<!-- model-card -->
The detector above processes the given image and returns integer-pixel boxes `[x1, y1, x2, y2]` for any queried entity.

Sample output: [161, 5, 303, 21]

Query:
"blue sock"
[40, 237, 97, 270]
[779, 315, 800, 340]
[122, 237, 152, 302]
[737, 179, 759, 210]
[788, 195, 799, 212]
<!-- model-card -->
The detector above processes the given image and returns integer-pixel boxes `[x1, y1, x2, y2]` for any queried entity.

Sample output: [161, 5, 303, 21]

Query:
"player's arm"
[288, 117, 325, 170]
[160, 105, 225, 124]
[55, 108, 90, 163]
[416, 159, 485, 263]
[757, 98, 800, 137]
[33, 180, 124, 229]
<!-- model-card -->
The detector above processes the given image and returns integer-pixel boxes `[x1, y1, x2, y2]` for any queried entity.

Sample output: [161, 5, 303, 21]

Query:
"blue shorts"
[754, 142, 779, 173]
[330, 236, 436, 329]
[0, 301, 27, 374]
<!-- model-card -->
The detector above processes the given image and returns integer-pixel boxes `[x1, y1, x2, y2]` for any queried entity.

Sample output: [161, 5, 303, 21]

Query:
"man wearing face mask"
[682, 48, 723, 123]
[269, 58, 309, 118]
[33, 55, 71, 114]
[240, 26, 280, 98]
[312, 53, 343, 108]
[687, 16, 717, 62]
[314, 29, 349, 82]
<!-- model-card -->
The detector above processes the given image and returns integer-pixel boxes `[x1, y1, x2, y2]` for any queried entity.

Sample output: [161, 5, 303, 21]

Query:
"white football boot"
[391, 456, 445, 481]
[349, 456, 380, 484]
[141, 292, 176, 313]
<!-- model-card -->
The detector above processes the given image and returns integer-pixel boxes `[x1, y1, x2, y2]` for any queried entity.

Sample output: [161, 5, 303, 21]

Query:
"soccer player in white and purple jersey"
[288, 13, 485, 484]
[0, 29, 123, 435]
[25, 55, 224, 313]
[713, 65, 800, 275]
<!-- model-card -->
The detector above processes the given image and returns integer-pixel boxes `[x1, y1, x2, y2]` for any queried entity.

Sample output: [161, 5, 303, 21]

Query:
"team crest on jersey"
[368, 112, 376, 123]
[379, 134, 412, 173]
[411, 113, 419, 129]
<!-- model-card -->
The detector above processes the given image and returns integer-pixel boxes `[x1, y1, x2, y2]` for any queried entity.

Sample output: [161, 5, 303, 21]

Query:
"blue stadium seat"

• • • •

## [Aim of the task]
From the data above, extract every line in its exact form.

## [Solution]
<!-- model-card -->
The detector above processes the given image and returns integer-pixel boxes `[x1, y1, x2, y2]` for any queried entity.

Sample output: [161, 5, 303, 21]

Query:
"blue sock"
[40, 237, 97, 270]
[779, 315, 800, 340]
[122, 237, 152, 302]
[737, 179, 759, 210]
[788, 195, 799, 212]
<!-- model-card -->
The detector above processes the given image and returns integer-pixel boxes `[x1, y1, x2, y2]` for any queried entity.

Sample output: [161, 5, 303, 21]

Query:
"player's arm"
[288, 117, 325, 170]
[160, 105, 225, 124]
[55, 108, 90, 163]
[416, 159, 485, 263]
[757, 98, 800, 137]
[33, 180, 124, 229]
<!-- model-card -->
The detector above processes the given image and returns integer-pixel boxes `[x1, y1, x2, y2]` for any queried entity.

Sample output: [161, 5, 303, 21]

Query:
"blue shorts"
[754, 142, 779, 173]
[330, 236, 436, 329]
[0, 301, 27, 374]
<!-- model-card -->
The detector above processes the given image and returns integer-pixel boxes `[x1, y1, x2, y2]` for any queried entity.

Sample output: [161, 5, 303, 21]

Query:
"man wearing face mask"
[682, 48, 723, 123]
[269, 58, 309, 118]
[33, 55, 71, 114]
[240, 26, 280, 98]
[312, 53, 343, 108]
[687, 16, 717, 62]
[314, 29, 349, 82]
<!-- model-card -->
The detector above processes the given image and returns integer-pixel boxes `[x1, y1, x2, y2]` for any queried entity.

Sample output: [161, 5, 303, 21]

Query:
"white football boot"
[391, 456, 445, 481]
[349, 456, 380, 484]
[141, 292, 176, 313]
<!-- model-card -->
The detector above processes the given image and returns integer-pixel boxes `[x1, y1, x2, y2]` for any queried entity.

Sample output: [161, 5, 303, 21]

Query:
"soccer player in white and purple jersey"
[288, 13, 485, 484]
[0, 29, 123, 435]
[25, 55, 224, 313]
[713, 65, 800, 275]
<!-- model-card -->
The detector above processes the given image and returns integer-pixel boxes `[x1, y1, x2, y2]` for any queried entity.

Sample output: [161, 5, 303, 21]

Query:
"team crest on jersey"
[368, 112, 376, 123]
[379, 134, 412, 173]
[411, 113, 419, 129]
<!-- model-card -->
The detector above processes the given image and returns integer-pixel boxes `[x1, y1, x2, y2]` for any queried entity.

Sample output: [161, 5, 303, 21]

Query:
"blue stadium seat"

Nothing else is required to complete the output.